SET PROBLEM 1:
Translate this sentence from the haunt forum thread into Spanish: "Good security is cheaper than a bad lawsuit."
SET PROBLEM 2:
Answer these questions from the haunt forum thread:
(a) How many people went through Brandon's attraction last year?
(b) About how many cutters did the ticket check point catch on its first night?
(c) At Nightmare Factory, what do VIP ticket holders get for paying a little more?
SET PROBLEM 3:
Quote everything from "Why not sell" down to "while you wait." in the haunt forum thread, word for word.

PROVIDED TEXT:
□ □ □ □ □ □ □
# Front Lines



## Brandon (Feb 21, 2013)

Ok all, our biggest problem in recent years is that we have become TOO popular lol. While this may not seem like a problem we were not prepared to handle it. We had 6700 people go through the attraction last year alone.

We have had ALOT of complaints about the long wait, line cutters and not enough entertainment before hand.

In the past our front line entertainers have always done their own security but recently things have gotten out of hand. Last year one of my front line people had a chair yanked out from under him and he broke his tail bone. When i kicked the agressor out he claimed he didn't know abusing our staff was not allowed! I could not believe this guy! Thankfully in the end our insurance companie sued him and my volunteer also had him charged with simple assault. We have seen and increase in abusive customers. We've also had a much larger issue with line cutters the past few years. We started doing a ticket check point last year and caught nearly 75 people the first night! After a couple nights though word got around and the check point no longer worked.

Our wait can be long and part of it is outside. Ouside in October in South Dakota is not always a great idea, last year there were actually freezing temps one night. I can't cut the time between groups, our enteratiners barely have time to reset as it is. Obviously I can not take away breaks for the entertainers. Whats a guy to do?!

One thing that was brought up is to have some different entertainment for the line. Scaring the cute teenage girl that terrified of Michael Meyers is only entertaining for so long you know. 

Does anyone bring in outside security for your haunt? What about entertainment other than line scarers?


----------



## fontgeek (Jul 24, 2006)

Most larger haunts I've worked at had security for the front lines as well as perimeter and at some internal spots too. Having them, the security force, in recognizable shirts or jackets tends to help keep people on the "straight and narrow", it also helps protect the line entertainment. We've often done sign boards that are readable stuck within the fence/perimeter that first advise the guests as to the rules and the penalties, this helps eliminate the excuse of ignorance, then we posted signs that helped give the background story to the haunt. Set at regular intervals, these helped keep the people a little busy and also made it easier to get more complex/involved stories or themes stuck in people's heads before they entered the haunt. We've kept the entrance lines roped off so that you can't get the casual cutters diving into the line. We kept the entrance paths wide enough for two people to stand side by side without crowding each other. (4"-5"). Good security is cheaper than a bad lawsuit.
You can also post signs that let the customers know what the approximate wait will be from various points in line. This tends to quell the typical moaning and question of "How much longer do we have to wait?" as well as acting as a natural culling by scaring off those who only have a few minutes for your haunt.
Why not sell shirts and such to those in line? You have a captive audience, you might as well make use of it.


----------



## Troll Wizard (May 3, 2012)

Where I live, there is a major attraction called Nightmare Factory. You may have seen it on ABC network a couple of years ago on their extreme makeover show. They too have have long lines, used to have problems with crowd control. Mostly because it rains here sometimes during October. One of the things they did is provide cover now for when it rains. They also have a place where you can purchase food and such in case you get hungry while you wait. 

They do have outside entertainers and also security throughout the area. I think because this is a fund raiser for the school where it's held, people are a little more restrained. I don't think they have had the problems that your talking about. They also offer VIP tickets where you pay a little more and you can get in sooner and don't have to wait in line longer.
□ □ □ □ □ □ □
DATA SECTION:
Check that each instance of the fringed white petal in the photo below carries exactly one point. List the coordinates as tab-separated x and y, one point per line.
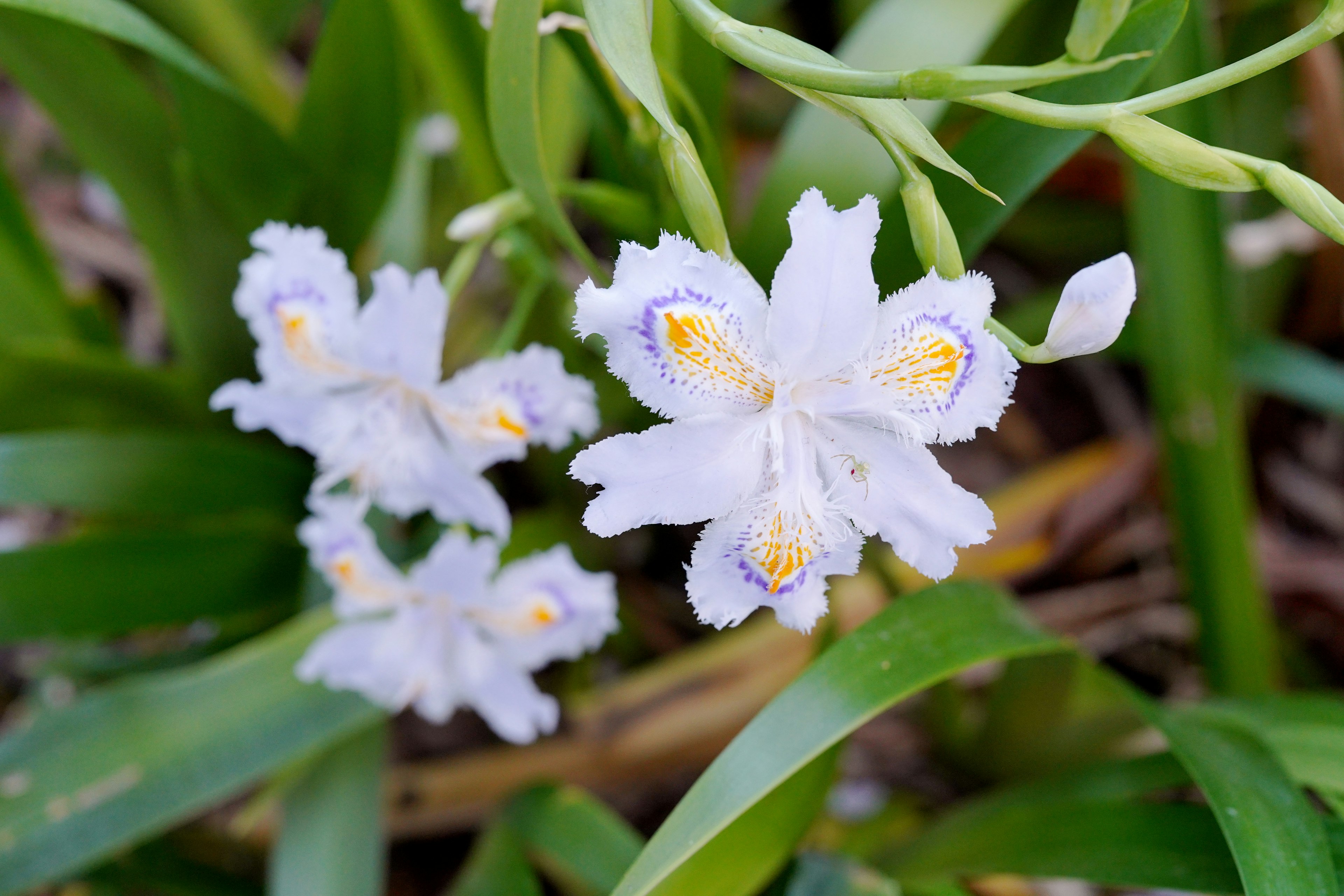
□ □ □ □ □ □ □
WRITTEN REPLY 1:
Una buena seguridad es más barata que una mala demanda.

WRITTEN REPLY 2:
(a) 6,700 people.
(b) Nearly 75.
(c) They get in sooner and don't have to wait in line longer.

WRITTEN REPLY 3:
Why not sell shirts and such to those in line? You have a captive audience, you might as well make use of it.


----------



## Troll Wizard (May 3, 2012)

Where I live, there is a major attraction called Nightmare Factory. You may have seen it on ABC network a couple of years ago on their extreme makeover show. They too have have long lines, used to have problems with crowd control. Mostly because it rains here sometimes during October. One of the things they did is provide cover now for when it rains. They also have a place where you can purchase food and such in case you get hungry while you wait.